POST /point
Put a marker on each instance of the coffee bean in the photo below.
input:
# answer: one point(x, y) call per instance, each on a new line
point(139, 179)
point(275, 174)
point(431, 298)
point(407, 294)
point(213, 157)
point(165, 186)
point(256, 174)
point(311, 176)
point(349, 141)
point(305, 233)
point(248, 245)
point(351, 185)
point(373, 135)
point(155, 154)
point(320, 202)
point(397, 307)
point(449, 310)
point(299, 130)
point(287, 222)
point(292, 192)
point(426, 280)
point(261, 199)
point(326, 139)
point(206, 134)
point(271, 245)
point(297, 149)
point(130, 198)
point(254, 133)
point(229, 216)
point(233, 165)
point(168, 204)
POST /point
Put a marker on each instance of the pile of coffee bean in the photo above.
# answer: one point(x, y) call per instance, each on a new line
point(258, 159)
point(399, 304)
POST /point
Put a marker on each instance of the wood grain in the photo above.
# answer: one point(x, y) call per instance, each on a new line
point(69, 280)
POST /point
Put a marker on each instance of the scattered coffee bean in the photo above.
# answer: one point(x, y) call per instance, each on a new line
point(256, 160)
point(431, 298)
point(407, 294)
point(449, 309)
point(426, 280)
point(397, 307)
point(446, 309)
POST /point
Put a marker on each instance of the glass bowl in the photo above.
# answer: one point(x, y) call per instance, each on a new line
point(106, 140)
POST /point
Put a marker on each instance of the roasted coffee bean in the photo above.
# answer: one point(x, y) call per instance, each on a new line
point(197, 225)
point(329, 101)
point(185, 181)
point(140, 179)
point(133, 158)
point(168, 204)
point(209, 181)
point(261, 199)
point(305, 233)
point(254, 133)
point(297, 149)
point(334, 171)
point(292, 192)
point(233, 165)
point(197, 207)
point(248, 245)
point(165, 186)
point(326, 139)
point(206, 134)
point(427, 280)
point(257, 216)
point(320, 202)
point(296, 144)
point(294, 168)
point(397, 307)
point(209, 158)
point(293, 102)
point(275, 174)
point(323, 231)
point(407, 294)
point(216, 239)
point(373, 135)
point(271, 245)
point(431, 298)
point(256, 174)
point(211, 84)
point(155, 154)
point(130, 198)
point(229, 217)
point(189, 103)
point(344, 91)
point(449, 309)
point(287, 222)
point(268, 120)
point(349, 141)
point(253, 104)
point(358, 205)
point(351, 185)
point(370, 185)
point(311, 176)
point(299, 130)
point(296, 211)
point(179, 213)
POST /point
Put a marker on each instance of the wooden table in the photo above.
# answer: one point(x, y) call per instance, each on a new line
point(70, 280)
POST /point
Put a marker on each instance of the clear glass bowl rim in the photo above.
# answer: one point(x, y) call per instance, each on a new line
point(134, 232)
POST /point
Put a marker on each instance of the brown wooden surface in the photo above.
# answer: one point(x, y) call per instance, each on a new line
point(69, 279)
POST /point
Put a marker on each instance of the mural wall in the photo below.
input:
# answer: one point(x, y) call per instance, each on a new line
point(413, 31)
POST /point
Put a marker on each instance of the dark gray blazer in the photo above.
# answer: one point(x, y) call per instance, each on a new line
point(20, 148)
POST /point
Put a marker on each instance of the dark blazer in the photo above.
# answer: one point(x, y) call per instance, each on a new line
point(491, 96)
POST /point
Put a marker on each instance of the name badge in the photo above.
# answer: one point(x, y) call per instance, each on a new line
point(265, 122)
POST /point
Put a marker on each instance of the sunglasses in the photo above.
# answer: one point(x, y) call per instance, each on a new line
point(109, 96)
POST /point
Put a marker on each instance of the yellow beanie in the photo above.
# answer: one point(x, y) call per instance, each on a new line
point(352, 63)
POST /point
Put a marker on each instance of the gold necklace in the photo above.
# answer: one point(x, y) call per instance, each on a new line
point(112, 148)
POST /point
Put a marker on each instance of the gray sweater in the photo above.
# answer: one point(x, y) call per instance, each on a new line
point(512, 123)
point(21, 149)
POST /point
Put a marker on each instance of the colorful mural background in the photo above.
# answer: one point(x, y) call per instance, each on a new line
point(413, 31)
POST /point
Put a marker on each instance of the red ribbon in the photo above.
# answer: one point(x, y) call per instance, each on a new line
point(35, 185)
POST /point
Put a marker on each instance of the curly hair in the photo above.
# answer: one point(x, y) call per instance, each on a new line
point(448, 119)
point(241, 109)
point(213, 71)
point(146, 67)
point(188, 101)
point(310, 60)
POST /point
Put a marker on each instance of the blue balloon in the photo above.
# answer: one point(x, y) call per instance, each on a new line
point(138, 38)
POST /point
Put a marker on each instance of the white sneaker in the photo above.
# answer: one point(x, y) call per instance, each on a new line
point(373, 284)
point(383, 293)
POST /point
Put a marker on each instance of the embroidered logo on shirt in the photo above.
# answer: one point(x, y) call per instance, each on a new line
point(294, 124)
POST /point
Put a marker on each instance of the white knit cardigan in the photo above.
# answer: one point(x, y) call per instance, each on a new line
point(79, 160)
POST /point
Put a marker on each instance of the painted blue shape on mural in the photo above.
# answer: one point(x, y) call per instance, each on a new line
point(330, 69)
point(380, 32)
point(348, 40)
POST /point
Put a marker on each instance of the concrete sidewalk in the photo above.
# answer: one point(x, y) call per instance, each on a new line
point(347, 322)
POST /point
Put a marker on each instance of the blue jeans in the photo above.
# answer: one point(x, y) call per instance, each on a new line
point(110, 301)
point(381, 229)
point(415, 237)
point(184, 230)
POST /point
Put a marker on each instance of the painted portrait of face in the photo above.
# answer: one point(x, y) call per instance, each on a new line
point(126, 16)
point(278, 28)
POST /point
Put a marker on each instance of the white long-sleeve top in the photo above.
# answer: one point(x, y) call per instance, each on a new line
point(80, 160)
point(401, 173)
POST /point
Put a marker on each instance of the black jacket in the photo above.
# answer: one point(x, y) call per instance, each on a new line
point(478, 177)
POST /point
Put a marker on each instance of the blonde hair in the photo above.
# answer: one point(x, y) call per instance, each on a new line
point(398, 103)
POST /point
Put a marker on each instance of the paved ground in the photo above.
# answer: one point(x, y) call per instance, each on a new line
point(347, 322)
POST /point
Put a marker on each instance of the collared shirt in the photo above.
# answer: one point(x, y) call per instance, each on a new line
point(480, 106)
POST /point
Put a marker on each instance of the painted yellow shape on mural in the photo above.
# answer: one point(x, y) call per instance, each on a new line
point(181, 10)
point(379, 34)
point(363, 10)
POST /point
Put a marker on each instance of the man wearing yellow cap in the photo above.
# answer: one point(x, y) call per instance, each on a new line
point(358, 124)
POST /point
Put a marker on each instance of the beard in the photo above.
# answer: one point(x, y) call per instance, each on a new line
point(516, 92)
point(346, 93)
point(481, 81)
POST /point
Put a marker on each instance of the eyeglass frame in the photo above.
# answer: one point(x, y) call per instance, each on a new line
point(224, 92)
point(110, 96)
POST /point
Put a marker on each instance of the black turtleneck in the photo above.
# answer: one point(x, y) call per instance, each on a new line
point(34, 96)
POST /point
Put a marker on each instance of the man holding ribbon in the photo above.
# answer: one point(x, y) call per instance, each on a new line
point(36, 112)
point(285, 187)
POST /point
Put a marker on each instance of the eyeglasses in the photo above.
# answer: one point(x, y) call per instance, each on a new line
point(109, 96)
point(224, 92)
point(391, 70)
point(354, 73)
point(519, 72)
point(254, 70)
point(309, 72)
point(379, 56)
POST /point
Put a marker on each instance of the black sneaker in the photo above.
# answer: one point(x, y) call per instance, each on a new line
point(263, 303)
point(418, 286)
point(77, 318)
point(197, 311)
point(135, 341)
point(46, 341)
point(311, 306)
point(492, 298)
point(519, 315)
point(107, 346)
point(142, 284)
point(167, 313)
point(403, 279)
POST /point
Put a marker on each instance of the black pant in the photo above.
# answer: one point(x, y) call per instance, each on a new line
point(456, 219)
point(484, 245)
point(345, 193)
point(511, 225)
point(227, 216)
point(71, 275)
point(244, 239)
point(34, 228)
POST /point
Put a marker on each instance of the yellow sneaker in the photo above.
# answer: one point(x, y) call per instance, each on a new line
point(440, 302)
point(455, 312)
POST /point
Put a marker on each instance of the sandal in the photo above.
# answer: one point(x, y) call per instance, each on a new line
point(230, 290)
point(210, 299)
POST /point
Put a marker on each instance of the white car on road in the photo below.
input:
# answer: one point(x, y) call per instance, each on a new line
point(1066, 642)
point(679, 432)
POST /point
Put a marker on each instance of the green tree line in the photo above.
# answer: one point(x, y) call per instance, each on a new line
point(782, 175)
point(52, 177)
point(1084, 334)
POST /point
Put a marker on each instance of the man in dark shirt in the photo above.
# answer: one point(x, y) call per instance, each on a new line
------------------------------------------------
Task instructions » Pick out every line of the records that contains the word "mural", and copy each one. Case counts.

Task answer »
Put a marker on each instance of the mural wall in the photo below.
Put a marker on each instance of the colorful mural background in the photo above.
Put a marker on each instance of the painted blue shape on mural in the photo above.
Put a marker on each instance of the painted yellow shape on mural in the photo above.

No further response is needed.